---------- BLOC DE TEXTE

France | France, Cour administrative d'appel de Bordeaux, 4ème chambre, 14 mars 2023, 21BX01065


Vu la procédure suivante :

Procédure contentieuse antérieure :

La société à responsabilité limitée (SARL) 7 Actifs a demandé au tribunal administratif de Bordeaux de prononcer la décharge, en droits et majorations, des rappels de taxe sur la valeur ajoutée auxquels elle a été assujettie au titre de la période du 1er janvier 2012 au 31 mars 2014.

Par un jugement n° 1900905 du 17 décembre 2020, le tribunal administratif de Bordeaux a rejeté sa demande.

Procédure devant la cour :

Par une requête et deux mémoires complémentaires, enregistrés

les 10 mars et 19 novembre 2021, et le 9 février 2023, la société à responsabilité limitée (SARL) ...

Vu la procédure suivante :

Procédure contentieuse antérieure :

La société à responsabilité limitée (SARL) 7 Actifs a demandé au tribunal administratif de Bordeaux de prononcer la décharge, en droits et majorations, des rappels de taxe sur la valeur ajoutée auxquels elle a été assujettie au titre de la période du 1er janvier 2012 au 31 mars 2014.

--------------------
---------- DONNÉES EXTRAITES

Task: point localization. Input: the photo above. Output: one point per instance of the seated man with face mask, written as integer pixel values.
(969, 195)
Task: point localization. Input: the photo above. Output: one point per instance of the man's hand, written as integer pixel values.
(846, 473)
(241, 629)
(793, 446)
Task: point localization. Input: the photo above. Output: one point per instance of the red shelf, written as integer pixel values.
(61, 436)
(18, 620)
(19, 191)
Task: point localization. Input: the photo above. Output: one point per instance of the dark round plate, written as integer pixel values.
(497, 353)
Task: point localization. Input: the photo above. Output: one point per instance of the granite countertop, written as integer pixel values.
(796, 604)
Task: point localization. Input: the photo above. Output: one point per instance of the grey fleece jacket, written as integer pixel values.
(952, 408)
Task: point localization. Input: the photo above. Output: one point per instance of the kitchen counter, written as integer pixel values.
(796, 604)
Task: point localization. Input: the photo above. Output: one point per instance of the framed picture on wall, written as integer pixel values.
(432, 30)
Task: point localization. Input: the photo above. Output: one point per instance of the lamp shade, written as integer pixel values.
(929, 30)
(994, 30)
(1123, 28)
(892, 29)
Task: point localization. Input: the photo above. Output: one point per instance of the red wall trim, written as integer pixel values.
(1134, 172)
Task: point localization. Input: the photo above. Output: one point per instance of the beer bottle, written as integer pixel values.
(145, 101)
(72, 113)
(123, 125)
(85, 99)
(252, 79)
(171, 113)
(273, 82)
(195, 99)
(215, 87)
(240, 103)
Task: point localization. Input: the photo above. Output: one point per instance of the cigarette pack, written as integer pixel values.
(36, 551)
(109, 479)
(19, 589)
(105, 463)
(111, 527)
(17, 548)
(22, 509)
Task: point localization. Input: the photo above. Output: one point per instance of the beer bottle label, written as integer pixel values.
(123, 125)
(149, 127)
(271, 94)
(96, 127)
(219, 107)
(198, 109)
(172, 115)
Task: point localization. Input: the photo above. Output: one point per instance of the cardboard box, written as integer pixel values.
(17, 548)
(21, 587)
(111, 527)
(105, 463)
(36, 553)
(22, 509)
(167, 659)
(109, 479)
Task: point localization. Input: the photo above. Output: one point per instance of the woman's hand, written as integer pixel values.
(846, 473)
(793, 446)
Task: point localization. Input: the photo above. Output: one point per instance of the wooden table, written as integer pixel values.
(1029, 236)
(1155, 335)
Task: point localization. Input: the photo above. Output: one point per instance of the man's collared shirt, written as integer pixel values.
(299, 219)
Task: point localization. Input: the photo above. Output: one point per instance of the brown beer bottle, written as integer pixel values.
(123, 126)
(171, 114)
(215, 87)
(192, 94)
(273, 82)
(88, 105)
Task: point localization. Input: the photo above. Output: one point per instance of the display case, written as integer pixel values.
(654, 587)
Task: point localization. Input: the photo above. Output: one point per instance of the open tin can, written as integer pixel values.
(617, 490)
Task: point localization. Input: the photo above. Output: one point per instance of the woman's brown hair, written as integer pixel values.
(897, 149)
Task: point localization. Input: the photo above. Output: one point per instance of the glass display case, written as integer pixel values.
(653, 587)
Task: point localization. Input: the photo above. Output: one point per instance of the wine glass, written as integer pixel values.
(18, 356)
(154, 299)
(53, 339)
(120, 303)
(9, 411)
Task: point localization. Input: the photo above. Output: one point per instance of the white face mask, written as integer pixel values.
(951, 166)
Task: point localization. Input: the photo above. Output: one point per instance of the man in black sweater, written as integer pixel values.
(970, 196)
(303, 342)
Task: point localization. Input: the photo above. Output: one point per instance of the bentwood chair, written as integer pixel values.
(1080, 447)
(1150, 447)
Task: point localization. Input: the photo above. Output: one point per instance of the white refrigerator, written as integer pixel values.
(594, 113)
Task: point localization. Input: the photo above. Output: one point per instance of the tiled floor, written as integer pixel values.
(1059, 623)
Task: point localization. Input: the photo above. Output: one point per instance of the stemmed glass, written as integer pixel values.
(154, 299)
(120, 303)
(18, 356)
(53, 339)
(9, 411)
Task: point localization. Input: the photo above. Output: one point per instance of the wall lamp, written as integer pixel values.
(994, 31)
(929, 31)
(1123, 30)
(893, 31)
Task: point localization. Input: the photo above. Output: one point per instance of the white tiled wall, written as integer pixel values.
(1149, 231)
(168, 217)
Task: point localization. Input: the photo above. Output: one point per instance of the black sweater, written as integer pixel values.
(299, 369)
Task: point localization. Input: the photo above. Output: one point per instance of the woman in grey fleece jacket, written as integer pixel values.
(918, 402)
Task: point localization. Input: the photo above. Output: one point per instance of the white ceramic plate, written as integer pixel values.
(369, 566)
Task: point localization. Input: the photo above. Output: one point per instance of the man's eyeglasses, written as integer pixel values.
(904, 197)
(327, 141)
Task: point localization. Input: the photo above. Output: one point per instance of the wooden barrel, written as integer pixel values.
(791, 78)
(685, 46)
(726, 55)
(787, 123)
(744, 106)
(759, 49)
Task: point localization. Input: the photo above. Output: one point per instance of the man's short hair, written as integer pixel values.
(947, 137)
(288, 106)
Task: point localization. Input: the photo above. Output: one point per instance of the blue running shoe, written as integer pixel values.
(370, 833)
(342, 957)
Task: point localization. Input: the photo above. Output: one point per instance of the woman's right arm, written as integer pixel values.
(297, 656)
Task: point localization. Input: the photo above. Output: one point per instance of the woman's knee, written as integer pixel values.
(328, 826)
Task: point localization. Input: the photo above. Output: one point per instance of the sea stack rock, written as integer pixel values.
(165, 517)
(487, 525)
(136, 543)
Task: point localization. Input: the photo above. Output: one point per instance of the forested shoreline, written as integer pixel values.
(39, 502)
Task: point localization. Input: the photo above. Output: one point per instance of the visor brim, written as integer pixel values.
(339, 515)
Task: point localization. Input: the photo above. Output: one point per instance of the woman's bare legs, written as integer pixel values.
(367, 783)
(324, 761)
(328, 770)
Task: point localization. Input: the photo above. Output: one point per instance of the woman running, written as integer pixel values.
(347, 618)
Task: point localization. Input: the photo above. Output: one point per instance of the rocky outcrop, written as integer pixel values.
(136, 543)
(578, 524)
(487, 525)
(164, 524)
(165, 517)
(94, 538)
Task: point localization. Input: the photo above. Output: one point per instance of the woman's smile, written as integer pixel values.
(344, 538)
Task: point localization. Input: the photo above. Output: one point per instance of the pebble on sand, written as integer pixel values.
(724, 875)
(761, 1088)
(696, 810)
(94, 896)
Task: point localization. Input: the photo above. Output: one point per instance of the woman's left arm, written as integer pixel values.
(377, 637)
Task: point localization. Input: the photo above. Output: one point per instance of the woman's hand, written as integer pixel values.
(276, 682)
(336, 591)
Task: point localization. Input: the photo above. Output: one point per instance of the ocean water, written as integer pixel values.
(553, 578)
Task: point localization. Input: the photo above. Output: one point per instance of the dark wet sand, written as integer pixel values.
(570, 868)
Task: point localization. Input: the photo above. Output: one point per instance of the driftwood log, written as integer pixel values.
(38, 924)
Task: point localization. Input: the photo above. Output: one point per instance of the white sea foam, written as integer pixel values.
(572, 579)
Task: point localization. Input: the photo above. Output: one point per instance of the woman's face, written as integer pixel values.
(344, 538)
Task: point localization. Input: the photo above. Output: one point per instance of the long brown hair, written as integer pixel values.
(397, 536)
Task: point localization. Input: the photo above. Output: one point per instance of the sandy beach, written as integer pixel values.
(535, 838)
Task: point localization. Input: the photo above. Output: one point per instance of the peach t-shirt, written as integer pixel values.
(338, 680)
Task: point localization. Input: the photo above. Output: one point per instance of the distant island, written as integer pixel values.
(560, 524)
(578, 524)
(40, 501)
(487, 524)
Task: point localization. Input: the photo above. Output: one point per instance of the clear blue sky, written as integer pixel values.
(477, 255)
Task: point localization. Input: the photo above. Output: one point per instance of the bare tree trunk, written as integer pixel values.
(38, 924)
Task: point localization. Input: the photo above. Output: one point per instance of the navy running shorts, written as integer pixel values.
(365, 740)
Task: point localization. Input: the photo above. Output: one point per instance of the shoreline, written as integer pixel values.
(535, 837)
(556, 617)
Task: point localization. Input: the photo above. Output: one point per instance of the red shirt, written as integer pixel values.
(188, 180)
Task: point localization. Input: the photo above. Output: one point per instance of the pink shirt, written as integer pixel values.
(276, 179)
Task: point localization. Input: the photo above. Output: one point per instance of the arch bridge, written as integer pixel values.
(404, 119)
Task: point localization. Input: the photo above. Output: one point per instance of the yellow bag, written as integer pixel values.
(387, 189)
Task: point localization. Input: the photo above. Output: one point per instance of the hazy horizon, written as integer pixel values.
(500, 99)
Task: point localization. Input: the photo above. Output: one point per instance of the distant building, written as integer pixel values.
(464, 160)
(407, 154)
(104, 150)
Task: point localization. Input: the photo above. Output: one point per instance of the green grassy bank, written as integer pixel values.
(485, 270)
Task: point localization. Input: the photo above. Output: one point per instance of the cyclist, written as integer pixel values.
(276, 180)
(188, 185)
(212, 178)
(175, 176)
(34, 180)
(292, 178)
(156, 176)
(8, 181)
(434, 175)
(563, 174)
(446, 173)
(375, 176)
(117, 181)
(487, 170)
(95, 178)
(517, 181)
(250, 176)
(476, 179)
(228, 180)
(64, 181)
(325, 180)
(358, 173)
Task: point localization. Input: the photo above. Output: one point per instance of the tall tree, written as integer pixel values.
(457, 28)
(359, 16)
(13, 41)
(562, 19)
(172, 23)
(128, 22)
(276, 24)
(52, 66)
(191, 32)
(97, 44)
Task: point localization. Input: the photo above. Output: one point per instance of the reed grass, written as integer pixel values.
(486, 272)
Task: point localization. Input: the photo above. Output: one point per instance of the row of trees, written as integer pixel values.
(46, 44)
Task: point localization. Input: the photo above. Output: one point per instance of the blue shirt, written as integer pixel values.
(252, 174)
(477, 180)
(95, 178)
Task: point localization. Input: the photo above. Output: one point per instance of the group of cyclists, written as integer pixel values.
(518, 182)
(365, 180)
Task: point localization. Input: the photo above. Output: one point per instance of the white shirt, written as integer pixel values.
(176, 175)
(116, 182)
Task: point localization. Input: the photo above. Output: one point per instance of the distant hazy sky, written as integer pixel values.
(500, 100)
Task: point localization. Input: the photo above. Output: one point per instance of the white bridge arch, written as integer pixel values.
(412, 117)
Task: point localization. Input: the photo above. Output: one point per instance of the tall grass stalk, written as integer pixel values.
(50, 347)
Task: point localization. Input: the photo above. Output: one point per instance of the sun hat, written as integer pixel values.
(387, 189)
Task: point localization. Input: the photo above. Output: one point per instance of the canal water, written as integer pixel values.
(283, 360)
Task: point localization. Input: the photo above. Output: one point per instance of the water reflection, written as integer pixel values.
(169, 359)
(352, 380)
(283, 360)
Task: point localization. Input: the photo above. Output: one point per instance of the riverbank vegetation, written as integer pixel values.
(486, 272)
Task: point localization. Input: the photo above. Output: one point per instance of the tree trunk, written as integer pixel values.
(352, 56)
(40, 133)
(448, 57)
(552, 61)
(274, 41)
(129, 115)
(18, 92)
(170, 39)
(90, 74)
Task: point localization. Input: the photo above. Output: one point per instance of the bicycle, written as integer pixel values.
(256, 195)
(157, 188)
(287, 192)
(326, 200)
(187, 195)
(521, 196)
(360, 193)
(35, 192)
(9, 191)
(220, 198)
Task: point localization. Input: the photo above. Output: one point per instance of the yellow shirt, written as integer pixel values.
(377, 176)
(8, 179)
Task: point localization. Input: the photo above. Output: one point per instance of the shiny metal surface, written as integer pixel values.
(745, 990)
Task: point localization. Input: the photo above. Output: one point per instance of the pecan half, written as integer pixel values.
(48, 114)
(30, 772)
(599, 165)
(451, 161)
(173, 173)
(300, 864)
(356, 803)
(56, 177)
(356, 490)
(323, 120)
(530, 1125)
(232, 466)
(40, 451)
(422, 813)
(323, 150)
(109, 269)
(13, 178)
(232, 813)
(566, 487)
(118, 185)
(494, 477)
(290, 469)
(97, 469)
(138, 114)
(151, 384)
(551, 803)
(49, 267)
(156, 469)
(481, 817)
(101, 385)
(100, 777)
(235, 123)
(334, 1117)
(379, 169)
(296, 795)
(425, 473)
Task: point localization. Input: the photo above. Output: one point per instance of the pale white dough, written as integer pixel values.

--------------------

## TRAVAIL À FAIRE
Recopiez mot pour mot tout le passage de l'arrêt, depuis « Par une requête » jusqu'à « limitée (SARL) ... ». Appuyez-vous uniquement sur l'arrêt.

## RÉPONSE AU PROBLÈME
Par une requête et deux mémoires complémentaires, enregistrés

les 10 mars et 19 novembre 2021, et le 9 février 2023, la société à responsabilité limitée (SARL) ...